[EXERCISE DESCRIPTION] Arrange every line of the records below into a Markdown table with two columns, Row and Line. Number the rows in order and omit blank lines.

[MATERIAL SUPPLIED]
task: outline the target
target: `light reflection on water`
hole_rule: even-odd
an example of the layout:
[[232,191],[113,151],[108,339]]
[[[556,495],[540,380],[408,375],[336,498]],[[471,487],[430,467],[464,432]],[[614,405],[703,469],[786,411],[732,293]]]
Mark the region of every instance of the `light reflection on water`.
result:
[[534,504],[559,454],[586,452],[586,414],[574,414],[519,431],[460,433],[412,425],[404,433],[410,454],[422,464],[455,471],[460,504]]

[RESULT]
| Row | Line |
|---|---|
| 1 | task: outline the target |
| 2 | target: `light reflection on water` |
| 3 | hole_rule: even-odd |
| 4 | an example of the layout: |
| 5 | [[232,191],[113,151],[108,339]] |
| 6 | [[[556,495],[540,380],[408,375],[336,498]],[[471,487],[430,467],[464,432]],[[614,405],[703,469],[786,411],[732,293]]] |
| 7 | Mark the region of every instance of the `light reflection on water`. |
| 8 | result: |
| 9 | [[534,504],[559,454],[586,452],[586,414],[574,414],[519,431],[460,433],[412,425],[404,433],[410,454],[422,464],[455,471],[460,504]] |